▶ **WORK ORDER**: Print the lines of the data, starting with the first, up to and including the line where "M 152 141 L" appears.

Stored data entries:
▼▼▼

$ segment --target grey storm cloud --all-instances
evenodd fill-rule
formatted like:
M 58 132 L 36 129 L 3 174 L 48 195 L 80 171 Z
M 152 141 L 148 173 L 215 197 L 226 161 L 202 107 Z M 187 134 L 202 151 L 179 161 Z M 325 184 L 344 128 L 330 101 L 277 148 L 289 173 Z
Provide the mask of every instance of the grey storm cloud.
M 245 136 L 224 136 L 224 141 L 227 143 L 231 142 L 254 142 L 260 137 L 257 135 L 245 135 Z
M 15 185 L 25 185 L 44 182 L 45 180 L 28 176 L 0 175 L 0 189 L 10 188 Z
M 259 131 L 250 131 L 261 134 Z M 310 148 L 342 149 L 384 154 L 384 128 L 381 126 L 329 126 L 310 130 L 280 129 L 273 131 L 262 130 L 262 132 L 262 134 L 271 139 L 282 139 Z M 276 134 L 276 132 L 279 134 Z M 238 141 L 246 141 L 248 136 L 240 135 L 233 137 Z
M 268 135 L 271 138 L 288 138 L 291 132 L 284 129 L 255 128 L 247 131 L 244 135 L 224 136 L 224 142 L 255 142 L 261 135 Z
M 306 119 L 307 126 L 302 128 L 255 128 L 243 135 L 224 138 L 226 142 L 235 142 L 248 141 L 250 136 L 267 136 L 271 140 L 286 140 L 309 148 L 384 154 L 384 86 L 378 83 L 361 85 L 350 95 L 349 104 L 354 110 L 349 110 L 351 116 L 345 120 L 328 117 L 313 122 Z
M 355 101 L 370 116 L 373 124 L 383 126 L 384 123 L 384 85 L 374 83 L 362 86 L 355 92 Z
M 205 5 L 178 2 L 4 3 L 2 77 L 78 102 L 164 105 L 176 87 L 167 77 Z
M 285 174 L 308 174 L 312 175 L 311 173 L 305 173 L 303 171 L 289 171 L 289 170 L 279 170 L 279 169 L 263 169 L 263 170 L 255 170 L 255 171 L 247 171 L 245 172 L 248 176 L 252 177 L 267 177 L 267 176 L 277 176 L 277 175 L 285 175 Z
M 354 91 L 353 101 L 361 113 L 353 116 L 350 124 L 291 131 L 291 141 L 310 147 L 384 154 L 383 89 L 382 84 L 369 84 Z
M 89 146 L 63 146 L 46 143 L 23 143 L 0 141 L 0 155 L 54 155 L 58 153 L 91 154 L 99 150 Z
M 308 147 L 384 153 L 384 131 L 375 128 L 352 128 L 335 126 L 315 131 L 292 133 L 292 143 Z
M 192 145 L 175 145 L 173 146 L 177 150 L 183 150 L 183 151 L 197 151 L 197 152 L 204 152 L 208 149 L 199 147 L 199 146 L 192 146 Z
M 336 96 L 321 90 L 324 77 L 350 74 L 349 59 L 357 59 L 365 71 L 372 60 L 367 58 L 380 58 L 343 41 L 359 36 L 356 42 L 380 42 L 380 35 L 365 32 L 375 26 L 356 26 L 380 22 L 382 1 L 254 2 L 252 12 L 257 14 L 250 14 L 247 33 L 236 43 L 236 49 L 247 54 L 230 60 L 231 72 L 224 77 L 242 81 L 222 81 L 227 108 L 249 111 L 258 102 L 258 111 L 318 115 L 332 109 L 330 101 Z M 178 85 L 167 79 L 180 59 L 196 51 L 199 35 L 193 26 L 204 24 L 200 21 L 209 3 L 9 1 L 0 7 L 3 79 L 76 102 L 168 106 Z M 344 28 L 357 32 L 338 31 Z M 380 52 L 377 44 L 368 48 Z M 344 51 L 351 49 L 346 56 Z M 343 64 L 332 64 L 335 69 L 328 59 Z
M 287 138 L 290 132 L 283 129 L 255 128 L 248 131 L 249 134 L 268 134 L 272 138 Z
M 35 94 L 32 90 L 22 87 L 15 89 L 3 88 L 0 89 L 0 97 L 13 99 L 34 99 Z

▲▲▲

▶ **YOUR SOLUTION**:
$ segment --target grey storm cloud --all-instances
evenodd fill-rule
formatted like:
M 58 132 L 36 129 L 3 174 L 48 195 L 80 171 Z
M 152 141 L 148 173 L 215 197 L 226 161 L 202 107 Z M 187 134 L 202 151 L 179 161 Z M 325 184 L 344 128 L 330 101 L 277 148 L 289 173 Z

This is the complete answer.